Lesetext:
_____

Habermas zu Politikern und Journalisten: Gebt Rechtspopulisten keine Bühne!

 

"JOURNALISMUS!" Die Paul-Josef-Raue-Kolumne fragt: Wie sollen Journalisten mit Demagogen umgehen? Mit Pegida, Afd und all denen, die wir schwammig "Populisten" nennen, von welcher Seite auch immer? Draufhauen oder niedrig hängen? Der 87-jährige Philosoph Jürgen Habermas empfiehlt das Schweigen: "Nur die Dethematisierung könnte dem Rechtspopulismus das Wasser abgraben."

Jürgen Habermas ist der einflussreichste Philosoph des Journalismus und der Medien. Noch vor der Studentenrevolte, vor den Achtundsechzigern, verfasst er, auf Marx berufend, seine Habilitations-Schrift "Strukturwandel der Öffentlichkeit": Er schreibt darin die Geschichte des Kampfs der Bürger um  Freiheit und  Demokratie als ein Kampf um die Öffentlichkeit. Der Kampf war erfolgreich, als jeder mitsprechen durfte; aber er war weniger erfolgreich, weil nicht jeder mitsprechen konnte: Der Zugang zur Öffentlichkeit war begrenzt. Nur wer Druckmaschinen besaß und wer eine gute Bildung bekam, konnte öffentlich wirken.

"Die bürgerliche Öffentlichkeit steht und fällt mit dem Prinzip des allgemeinen Zugangs. Eine Öffentlichkeit, von der angebbare Gruppen eo ipso ausgeschlossen wären, ist nicht etwa nur unvollständig, sie ist vielmehr gar keine Öffentlichkeit", schreibt er im "Strukturwandel der Öffentlichkeit". Dank der digitalen Medien sind "besorgte Bürger", wie sie Habermas distanzierend nennt, nicht mehr ausgeschlossen, doch sie bedienen sich der neuen Freiheit nicht im Sinne der Aufklärung, sondern kehren sie gegen die Freiheit und werden für Habermas zum "Saatboden für einen neuen Faschismus".

_____

Aufgabe 1:
Beantworten Sie anhand des Lesetexts zu Habermas:
(a) Wie alt ist Jürgen Habermas laut Lesetext?
(b) Welchen Titel trägt seine Habilitationsschrift?
(c) Wozu werden die „besorgten Bürger“ für Habermas?
Aufgabe 2: Ermitteln Sie alle Zeilen der Datensätze, in denen die Zeichenfolge "ermine" vorkommt, und geben Sie diese Zeilen wieder. Groß- und Kleinschreibung ist dabei zu beachten.
Die Datensätze haben mit dem Lesetext nichts zu tun.

_____

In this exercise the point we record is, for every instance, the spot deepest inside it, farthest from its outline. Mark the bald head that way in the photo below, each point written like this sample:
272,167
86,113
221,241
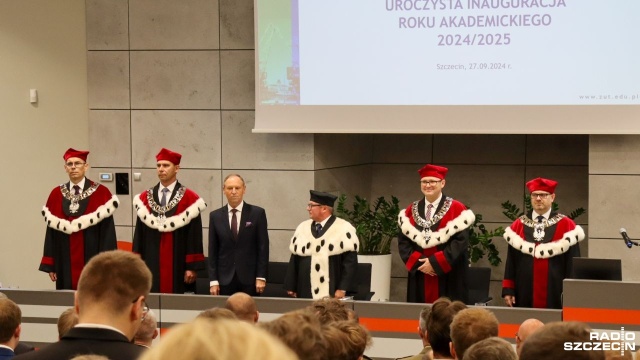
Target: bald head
527,328
243,306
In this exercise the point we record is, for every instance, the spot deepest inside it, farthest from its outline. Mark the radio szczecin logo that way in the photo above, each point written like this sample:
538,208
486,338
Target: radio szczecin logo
605,340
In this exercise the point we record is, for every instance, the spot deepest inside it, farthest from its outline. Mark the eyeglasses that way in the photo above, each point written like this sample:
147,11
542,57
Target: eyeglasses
541,196
145,307
429,182
74,164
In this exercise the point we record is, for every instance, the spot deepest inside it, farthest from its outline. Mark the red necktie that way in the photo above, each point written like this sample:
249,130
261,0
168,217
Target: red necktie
234,224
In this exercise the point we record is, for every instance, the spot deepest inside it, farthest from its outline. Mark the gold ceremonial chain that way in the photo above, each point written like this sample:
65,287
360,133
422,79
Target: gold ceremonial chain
161,210
426,232
538,227
75,199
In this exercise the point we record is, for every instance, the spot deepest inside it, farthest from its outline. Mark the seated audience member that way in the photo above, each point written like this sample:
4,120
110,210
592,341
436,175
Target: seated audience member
22,347
439,324
346,340
10,320
548,343
493,348
527,328
422,332
148,330
469,326
301,331
243,306
217,313
329,310
66,321
220,340
110,302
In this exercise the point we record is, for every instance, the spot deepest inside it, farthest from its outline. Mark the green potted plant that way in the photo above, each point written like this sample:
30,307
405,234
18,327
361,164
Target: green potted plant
376,226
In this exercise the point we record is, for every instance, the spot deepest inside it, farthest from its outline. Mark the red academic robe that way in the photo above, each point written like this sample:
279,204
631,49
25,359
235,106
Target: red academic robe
172,247
72,239
447,251
534,270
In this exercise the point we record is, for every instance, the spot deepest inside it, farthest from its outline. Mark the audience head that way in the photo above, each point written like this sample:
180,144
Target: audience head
222,339
217,313
346,340
548,343
112,290
10,320
243,306
329,310
470,326
493,348
301,331
527,328
148,330
438,324
67,320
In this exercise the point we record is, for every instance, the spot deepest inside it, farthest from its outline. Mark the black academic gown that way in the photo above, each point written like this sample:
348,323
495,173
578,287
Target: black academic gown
449,256
169,253
535,278
72,239
342,269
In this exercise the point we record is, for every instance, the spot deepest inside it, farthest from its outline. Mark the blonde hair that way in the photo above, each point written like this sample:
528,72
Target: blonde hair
301,331
222,339
346,339
67,320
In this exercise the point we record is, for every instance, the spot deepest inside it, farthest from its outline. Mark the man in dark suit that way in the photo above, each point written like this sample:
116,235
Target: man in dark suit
110,303
238,243
10,319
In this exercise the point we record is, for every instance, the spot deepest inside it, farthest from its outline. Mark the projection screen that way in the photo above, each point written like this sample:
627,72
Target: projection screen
448,66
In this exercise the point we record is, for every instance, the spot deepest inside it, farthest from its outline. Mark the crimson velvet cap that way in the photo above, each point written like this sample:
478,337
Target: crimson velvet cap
75,153
433,170
542,184
168,155
322,198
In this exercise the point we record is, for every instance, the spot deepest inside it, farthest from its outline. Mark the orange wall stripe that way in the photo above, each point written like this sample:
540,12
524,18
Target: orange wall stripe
390,325
507,331
605,316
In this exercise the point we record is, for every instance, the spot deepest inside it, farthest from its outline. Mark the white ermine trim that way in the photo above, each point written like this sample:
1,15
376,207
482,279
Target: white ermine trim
463,221
85,221
548,250
171,223
339,238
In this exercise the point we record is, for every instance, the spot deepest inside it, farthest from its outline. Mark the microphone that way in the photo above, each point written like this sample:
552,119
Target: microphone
626,238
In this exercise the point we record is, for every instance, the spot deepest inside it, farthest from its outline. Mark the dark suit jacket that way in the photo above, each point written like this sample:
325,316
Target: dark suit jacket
6,354
79,341
248,256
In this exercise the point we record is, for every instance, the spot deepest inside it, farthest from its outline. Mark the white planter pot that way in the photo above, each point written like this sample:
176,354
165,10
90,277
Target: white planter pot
380,275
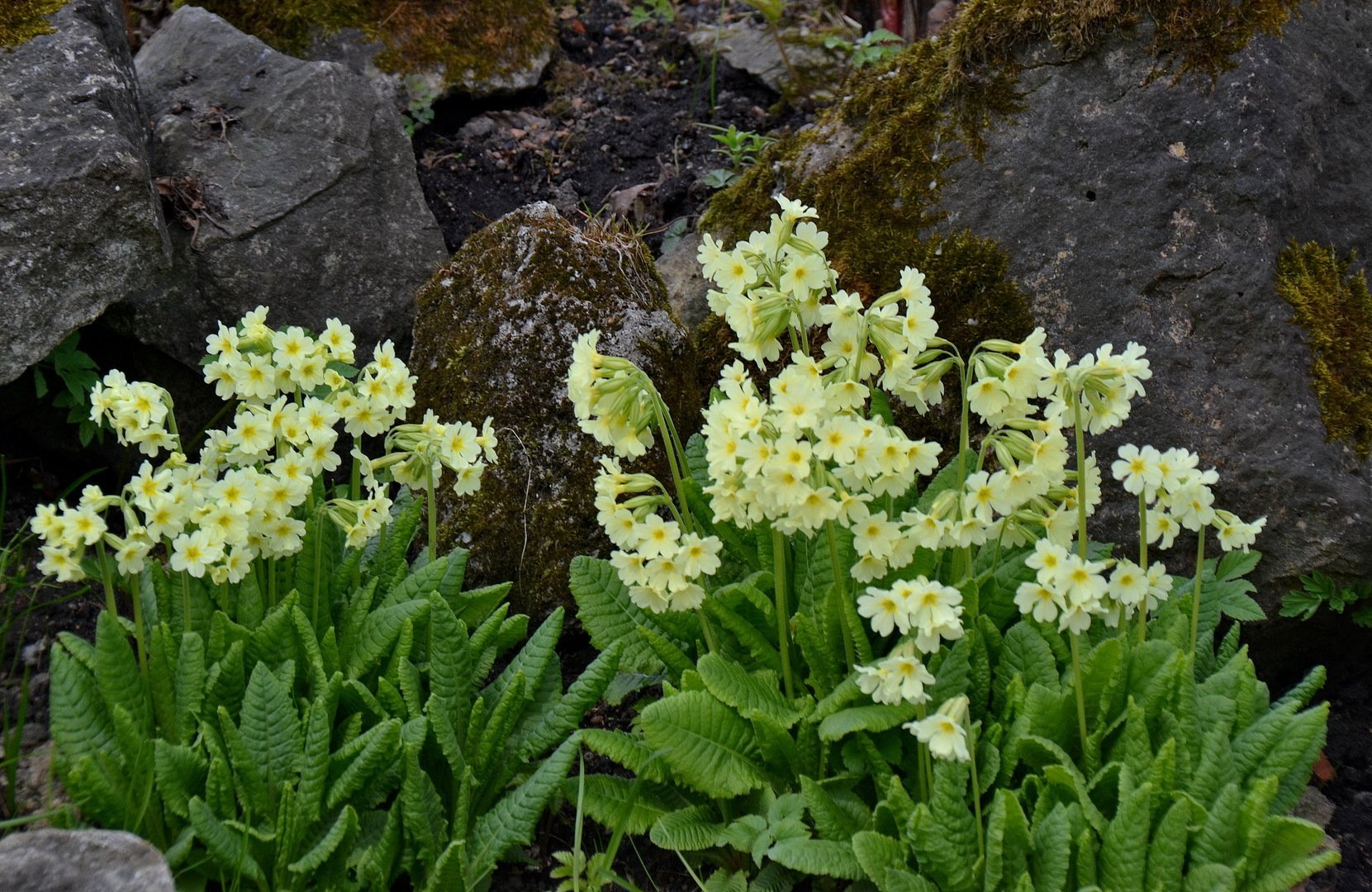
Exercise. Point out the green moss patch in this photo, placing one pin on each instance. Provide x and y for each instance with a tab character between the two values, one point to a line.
873	165
479	39
493	336
1332	305
21	21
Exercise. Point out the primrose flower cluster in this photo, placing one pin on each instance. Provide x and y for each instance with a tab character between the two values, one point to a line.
1176	494
240	498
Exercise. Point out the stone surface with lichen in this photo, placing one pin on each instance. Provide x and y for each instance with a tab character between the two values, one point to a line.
80	224
477	47
1141	165
494	338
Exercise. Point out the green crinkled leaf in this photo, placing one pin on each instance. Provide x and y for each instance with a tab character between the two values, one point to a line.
1168	847
608	615
818	858
1218	839
752	693
1025	653
1124	846
832	821
271	729
1009	843
510	821
873	717
180	774
376	751
273	641
687	829
708	747
1210	879
315	763
581	696
379	632
1289	855
877	854
626	804
757	641
417	585
230	851
78	719
117	670
531	659
944	832
626	750
335	839
1052	850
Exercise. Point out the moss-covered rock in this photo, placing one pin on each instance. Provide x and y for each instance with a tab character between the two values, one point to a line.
874	164
21	21
494	338
1332	305
1141	164
473	45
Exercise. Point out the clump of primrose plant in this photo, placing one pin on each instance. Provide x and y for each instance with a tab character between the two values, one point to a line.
878	626
244	501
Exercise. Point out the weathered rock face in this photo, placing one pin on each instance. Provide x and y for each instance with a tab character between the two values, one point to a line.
473	47
494	338
1137	209
83	861
80	225
1154	211
311	202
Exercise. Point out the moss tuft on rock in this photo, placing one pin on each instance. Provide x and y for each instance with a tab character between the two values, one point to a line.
468	39
21	21
1332	305
494	336
873	165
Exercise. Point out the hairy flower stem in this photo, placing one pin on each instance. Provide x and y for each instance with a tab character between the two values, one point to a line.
106	578
782	611
186	600
842	599
676	458
1081	705
923	767
976	788
1195	595
1143	564
433	514
1081	481
705	630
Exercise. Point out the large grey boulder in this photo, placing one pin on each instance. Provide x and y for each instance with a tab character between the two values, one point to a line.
80	224
83	861
306	184
494	338
1154	211
1129	207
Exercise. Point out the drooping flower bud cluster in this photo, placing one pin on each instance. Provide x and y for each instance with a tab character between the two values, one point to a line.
1177	496
242	498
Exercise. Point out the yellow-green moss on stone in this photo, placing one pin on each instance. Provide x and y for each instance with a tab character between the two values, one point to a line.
21	21
873	165
477	39
493	336
1332	305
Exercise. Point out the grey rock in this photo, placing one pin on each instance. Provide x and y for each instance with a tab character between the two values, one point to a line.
83	861
311	205
80	224
685	286
1154	211
751	47
1150	209
494	336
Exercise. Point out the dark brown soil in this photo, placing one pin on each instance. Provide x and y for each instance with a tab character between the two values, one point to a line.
616	128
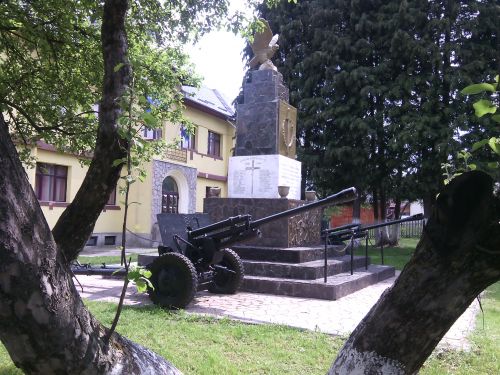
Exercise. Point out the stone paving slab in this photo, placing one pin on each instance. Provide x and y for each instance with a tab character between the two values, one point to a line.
338	317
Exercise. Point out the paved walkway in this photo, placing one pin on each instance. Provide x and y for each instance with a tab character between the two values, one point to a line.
334	317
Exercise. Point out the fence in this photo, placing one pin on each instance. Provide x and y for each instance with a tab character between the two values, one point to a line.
408	229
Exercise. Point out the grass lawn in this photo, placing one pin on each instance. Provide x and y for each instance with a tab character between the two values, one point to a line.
199	345
394	256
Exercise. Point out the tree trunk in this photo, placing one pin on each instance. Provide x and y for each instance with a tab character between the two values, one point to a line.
43	322
356	209
456	258
76	224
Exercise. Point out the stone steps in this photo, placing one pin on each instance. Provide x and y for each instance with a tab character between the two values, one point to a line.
287	254
306	270
337	286
298	271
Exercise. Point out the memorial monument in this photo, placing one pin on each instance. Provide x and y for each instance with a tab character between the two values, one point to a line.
265	155
265	149
288	259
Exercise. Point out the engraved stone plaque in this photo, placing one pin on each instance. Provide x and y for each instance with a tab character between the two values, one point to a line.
287	129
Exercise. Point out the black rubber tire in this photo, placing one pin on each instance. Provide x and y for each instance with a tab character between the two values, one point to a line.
223	282
174	279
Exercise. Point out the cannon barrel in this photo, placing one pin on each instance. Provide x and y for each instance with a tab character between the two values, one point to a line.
347	228
346	195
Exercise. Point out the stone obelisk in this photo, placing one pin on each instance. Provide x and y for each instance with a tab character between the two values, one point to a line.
265	149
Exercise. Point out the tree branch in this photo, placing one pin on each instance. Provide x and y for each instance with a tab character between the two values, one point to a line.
76	224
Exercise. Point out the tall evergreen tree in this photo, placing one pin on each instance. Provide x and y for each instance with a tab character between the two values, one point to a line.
377	87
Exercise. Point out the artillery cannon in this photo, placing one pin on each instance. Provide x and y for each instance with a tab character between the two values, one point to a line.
195	258
353	231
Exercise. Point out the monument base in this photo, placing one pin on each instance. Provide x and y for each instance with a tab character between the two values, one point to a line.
302	229
258	176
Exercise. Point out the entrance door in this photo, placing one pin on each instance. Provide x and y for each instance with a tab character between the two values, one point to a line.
170	196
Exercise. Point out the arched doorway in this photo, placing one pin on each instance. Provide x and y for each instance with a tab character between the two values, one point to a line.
170	196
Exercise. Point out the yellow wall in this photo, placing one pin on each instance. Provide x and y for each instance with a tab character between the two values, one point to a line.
139	217
108	221
205	164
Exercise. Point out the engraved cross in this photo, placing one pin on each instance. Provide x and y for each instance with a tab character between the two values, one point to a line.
252	168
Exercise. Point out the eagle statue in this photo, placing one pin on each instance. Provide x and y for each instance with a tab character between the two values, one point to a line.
264	46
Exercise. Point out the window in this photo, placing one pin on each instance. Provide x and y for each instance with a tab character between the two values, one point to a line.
213	144
112	198
50	182
109	240
151	133
170	196
92	241
188	141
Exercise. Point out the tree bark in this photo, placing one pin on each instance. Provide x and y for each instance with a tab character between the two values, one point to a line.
76	224
43	322
456	258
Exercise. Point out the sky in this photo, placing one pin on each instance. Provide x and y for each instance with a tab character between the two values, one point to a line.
218	58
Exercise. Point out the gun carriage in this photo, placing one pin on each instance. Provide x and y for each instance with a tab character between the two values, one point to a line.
195	258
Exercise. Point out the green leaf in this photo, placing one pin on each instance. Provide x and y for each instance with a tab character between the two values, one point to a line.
133	275
483	107
117	162
478	88
141	285
118	67
480	144
495	144
149	119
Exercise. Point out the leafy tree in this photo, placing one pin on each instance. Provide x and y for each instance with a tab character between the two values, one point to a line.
54	58
376	85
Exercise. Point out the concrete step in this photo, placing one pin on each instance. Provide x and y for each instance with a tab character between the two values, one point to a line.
287	254
307	270
336	287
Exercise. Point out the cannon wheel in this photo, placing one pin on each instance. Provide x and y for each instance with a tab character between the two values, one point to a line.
225	282
174	280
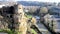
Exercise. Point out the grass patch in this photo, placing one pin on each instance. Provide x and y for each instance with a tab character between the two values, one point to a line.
6	31
33	31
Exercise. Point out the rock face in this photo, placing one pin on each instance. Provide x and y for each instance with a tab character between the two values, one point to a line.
20	20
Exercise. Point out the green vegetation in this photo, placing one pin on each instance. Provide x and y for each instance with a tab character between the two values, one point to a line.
28	16
6	31
33	31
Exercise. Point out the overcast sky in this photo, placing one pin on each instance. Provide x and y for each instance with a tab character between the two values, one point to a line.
39	0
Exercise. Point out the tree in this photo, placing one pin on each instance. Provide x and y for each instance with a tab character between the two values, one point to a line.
43	10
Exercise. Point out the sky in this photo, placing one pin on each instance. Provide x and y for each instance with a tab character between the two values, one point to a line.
38	0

_____

Lösung 1:
(a) 87 Jahre.
(b) „Strukturwandel der Öffentlichkeit“.
(c) Zum „Saatboden für einen neuen Faschismus“.

Lösung 2:
In this exercise the point we record is, for every instance, the spot deepest inside it, farthest from its outline. Mark the white ermine trim that way in the photo above, each point written like this sample:
Target: white ermine trim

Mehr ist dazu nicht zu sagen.